[MATERIAL PROVIDED]:
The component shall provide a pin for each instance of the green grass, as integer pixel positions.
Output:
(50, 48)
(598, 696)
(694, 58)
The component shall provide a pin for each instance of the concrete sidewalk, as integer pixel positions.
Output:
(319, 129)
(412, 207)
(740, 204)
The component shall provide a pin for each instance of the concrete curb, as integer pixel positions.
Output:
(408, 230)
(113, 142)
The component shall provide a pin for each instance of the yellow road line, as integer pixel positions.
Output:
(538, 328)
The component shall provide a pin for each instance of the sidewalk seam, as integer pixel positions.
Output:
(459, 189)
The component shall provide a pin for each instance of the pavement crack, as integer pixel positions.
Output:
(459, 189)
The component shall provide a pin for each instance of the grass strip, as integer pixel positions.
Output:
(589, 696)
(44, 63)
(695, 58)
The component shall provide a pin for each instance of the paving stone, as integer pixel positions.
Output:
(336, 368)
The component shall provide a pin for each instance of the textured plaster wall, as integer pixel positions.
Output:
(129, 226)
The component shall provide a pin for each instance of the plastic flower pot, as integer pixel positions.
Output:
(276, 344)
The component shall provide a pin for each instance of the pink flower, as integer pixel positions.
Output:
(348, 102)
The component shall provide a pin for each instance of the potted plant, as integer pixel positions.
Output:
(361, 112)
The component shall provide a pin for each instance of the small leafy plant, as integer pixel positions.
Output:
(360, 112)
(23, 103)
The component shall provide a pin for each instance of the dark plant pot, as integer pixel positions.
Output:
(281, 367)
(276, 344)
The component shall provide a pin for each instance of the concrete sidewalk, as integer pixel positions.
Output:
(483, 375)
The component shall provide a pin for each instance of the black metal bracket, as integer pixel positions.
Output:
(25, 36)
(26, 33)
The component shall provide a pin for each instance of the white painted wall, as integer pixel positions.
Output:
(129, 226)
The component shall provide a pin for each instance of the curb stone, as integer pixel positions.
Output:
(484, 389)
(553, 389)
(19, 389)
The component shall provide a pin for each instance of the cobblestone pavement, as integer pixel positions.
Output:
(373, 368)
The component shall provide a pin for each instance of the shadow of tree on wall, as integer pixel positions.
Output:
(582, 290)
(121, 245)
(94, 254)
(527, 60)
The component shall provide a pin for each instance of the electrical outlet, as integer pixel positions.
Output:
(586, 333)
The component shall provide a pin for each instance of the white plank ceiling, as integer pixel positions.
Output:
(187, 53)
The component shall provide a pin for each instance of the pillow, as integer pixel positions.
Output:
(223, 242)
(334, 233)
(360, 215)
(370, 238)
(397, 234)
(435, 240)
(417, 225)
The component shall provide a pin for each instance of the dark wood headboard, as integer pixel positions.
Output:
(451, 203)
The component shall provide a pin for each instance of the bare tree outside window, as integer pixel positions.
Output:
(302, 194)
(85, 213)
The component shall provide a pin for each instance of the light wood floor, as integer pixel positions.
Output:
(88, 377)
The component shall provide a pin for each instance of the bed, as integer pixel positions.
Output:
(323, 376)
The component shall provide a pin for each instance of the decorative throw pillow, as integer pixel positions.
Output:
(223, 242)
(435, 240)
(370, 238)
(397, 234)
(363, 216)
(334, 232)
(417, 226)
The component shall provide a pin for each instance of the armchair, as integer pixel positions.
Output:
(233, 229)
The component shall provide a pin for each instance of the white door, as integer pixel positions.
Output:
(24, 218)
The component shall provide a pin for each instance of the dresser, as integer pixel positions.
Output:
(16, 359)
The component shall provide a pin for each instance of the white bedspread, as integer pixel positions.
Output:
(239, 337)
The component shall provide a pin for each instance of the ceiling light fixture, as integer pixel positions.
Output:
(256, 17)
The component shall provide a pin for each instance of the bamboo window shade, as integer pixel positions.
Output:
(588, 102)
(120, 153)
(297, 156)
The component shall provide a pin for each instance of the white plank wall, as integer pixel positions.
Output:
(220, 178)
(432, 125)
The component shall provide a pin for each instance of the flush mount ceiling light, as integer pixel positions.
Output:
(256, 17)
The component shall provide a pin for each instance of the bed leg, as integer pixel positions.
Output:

[TASK OBJECTIVE]:
Where a line of the records contains the word "curb", count it; state only the final tally.

[PROBLEM SOLUTION]:
2